● **The request**
Copy each of the entries below word for word, without changing anything.

============

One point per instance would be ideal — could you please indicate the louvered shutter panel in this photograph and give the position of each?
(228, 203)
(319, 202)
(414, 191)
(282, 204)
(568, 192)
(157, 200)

============

● **Worked solution**
One point per instance would be ideal — could you please indicate the louvered shutter panel in this photograph and give the position of each?
(228, 203)
(319, 202)
(414, 191)
(282, 204)
(568, 192)
(157, 200)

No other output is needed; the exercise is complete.